-- start of Document segment --
Original Classic. That's the name of the sauce most people reach for while dining at a Gates Bar-B-Q restaurant. It also serves as an apt description of
Bobby Watson. The
Plastic Sax Person of the Decade has done more than anyone to insure that Kansas City's jazz legacy remains vibrant in the new millennium.
In spite of my profound respect for Watson, I approached the new release
The Gates BBQ Suite with trepidation. The concept of a traditional big band album in 2010 didn't appeal to me. I needn't have worried.
All of Watson's compositional gifts, directorial skills and prodigious improvisational talent are brought to bear on the project. While the context is a throwback to The New Testament version of the Count Basie Orchestra and Benny Carter's
Further Definitions, it's hardly quaint or old-fashioned. Even if the charts don't betray the influence, the joyous, groove-based sensibility of the album hints that the compositions were designed by a man familiar with the music of Donald Byrd and Ramsey Lewis.
-- end of Document segment --
- **Problem statement**
Extract the full review of Bobby Watson's album The Gates BBQ Suite, reproducing every word without changes.
-- start of Provided data --
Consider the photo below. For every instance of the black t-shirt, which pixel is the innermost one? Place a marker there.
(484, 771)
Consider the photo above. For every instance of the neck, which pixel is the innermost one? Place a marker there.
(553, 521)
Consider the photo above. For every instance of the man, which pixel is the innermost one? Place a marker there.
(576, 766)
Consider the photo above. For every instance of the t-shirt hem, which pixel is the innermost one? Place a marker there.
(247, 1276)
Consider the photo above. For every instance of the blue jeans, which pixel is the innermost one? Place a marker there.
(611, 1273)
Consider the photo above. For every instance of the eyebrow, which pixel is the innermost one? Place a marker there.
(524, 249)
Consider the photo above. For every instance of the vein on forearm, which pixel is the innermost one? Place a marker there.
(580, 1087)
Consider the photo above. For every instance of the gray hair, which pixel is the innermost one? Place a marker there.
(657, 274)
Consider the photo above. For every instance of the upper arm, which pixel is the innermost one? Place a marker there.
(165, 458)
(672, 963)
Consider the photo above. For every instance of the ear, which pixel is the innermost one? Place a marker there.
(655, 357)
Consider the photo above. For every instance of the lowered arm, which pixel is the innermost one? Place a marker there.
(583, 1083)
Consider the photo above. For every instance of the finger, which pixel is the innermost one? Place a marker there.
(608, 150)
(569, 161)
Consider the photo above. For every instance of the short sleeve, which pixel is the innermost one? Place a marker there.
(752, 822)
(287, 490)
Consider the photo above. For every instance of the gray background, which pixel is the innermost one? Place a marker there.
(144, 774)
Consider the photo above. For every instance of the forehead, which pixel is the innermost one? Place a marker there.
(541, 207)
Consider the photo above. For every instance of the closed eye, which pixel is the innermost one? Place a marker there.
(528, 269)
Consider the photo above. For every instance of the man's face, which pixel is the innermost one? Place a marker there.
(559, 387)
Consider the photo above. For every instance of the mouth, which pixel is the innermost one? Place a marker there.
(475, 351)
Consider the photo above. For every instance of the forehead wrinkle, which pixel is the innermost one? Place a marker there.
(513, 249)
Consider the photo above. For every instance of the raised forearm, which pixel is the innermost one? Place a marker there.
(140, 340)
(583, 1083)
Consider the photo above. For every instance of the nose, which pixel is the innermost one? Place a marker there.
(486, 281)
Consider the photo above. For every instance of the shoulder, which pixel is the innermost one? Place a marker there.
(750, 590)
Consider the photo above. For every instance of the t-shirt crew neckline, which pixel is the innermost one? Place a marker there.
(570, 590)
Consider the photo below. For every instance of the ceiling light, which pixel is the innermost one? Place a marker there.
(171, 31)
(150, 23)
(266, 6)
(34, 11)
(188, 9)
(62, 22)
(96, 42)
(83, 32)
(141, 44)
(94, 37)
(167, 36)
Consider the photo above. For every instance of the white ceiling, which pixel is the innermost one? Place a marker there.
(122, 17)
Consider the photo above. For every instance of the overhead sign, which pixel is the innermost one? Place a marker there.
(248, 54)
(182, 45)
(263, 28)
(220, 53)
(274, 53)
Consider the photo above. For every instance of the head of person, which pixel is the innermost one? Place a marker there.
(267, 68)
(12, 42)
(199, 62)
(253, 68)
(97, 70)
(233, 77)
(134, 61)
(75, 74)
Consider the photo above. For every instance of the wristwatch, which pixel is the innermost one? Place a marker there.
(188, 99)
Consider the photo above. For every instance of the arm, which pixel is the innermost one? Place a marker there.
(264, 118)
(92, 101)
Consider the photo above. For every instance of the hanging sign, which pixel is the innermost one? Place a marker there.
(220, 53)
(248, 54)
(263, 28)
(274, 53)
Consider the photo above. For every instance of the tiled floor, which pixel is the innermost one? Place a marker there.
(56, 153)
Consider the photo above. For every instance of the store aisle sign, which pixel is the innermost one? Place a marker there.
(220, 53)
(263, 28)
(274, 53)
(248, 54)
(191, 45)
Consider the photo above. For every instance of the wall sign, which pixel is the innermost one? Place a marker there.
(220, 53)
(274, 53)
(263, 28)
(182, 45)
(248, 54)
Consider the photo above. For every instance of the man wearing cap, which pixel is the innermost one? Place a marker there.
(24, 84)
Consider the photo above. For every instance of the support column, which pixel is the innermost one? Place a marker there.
-- end of Provided data --
- **Solved exercise**
Original Classic. That's the name of the sauce most people reach for while dining at a Gates Bar-B-Q restaurant. It also serves as an apt description of
Bobby Watson. The
Plastic Sax Person of the Decade has done more than anyone to insure that Kansas City's jazz legacy remains vibrant in the new millennium.
In spite of my profound respect for Watson, I approached the new release
The Gates BBQ Suite with trepidation. The concept of a traditional big band album in 2010 didn't appeal to me. I needn't have worried.
All of Watson's compositional gifts, directorial skills and prodigious improvisational talent are brought to bear on the project. While the context is a throwback to The New Testament version of the Count Basie Orchestra and Benny Carter's
Further Definitions, it's hardly quaint or old-fashioned. Even if the charts don't betray the influence, the joyous, groove-based sensibility of the album hints that the compositions were designed by a man familiar with the music of Donald Byrd and Ramsey Lewis.